_Exercise objective:_
Rewrite the stretch of data from the line containing "Task: locate the ceiling." through the end of the data, requests included, and scale each coordinate in the answers by 1.1, rounding to the nearest whole number with halves going up. Return only that stretch.

_Position identification records:_
>>>

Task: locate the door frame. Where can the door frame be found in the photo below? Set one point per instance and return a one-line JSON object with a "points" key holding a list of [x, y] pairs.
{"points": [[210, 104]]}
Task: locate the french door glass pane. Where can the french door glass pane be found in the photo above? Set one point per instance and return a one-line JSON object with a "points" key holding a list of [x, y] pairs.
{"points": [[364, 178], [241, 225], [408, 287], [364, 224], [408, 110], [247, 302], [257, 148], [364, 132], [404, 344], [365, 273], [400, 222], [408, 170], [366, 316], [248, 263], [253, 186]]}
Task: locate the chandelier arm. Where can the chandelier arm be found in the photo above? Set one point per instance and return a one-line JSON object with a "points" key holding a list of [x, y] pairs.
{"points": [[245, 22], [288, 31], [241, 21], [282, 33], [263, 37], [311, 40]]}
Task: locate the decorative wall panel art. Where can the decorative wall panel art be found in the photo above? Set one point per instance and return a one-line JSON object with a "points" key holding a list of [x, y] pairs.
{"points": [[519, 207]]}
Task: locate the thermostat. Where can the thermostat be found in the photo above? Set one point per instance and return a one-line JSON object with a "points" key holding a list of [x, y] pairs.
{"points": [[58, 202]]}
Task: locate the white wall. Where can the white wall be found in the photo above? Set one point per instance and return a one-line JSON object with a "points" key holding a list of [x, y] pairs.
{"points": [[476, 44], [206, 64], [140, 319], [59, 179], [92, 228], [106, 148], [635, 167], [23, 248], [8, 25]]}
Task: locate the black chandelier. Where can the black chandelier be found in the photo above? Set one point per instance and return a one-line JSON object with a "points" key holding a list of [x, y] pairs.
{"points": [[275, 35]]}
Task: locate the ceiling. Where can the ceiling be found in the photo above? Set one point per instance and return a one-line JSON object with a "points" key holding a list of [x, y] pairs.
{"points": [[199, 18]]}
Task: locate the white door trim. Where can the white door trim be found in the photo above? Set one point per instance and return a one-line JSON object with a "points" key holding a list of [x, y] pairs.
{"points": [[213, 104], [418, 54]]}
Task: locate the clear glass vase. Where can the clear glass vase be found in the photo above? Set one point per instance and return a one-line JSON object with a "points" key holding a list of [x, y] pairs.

<<<

_Complete output:_
Task: locate the ceiling. Where can the ceiling be found in the photo above? Set one point per instance and return a one-line JSON object with a "points" key holding a list of [x, y] pairs.
{"points": [[219, 20]]}
Task: locate the white door trim. Where can the white door trim be found in the photo above? Set one point per instance and return a one-line JSON object with a "points" key holding a list of [x, y] pairs.
{"points": [[234, 114], [460, 59]]}
Task: locate the clear glass vase. Where can the clear glass vase be found in the photo above? Set one point per instance and return a one-line JSON object with a "points" key holding a list of [x, y] pairs.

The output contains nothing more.